Work to do:
Locate each line in the records that contains the word "outline", and copy those lines.

Saved entries:
○ ○ ○

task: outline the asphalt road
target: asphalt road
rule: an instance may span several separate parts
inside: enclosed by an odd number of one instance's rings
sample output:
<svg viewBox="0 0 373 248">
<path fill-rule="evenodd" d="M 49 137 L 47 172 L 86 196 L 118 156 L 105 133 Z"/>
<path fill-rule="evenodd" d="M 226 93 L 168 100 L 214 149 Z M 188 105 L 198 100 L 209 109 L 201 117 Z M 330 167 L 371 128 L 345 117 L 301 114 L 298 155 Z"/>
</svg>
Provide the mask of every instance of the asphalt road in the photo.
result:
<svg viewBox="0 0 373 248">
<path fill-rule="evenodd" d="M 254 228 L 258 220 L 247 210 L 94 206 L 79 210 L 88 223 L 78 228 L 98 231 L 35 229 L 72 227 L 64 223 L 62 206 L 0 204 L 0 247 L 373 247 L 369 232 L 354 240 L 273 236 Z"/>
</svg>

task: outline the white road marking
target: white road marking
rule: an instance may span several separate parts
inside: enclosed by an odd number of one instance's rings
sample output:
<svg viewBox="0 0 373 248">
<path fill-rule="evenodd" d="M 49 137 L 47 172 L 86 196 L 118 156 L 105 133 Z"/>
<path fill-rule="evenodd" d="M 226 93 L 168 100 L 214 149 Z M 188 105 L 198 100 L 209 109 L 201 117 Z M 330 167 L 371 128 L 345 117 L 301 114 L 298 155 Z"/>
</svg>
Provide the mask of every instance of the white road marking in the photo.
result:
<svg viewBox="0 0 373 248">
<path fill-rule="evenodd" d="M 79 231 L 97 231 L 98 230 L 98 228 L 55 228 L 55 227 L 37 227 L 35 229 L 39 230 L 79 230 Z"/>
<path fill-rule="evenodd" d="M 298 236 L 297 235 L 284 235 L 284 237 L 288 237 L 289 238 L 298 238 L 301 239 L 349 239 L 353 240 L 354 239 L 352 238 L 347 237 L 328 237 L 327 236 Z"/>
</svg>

○ ○ ○

Expected answer:
task: outline the asphalt road
task: outline the white road marking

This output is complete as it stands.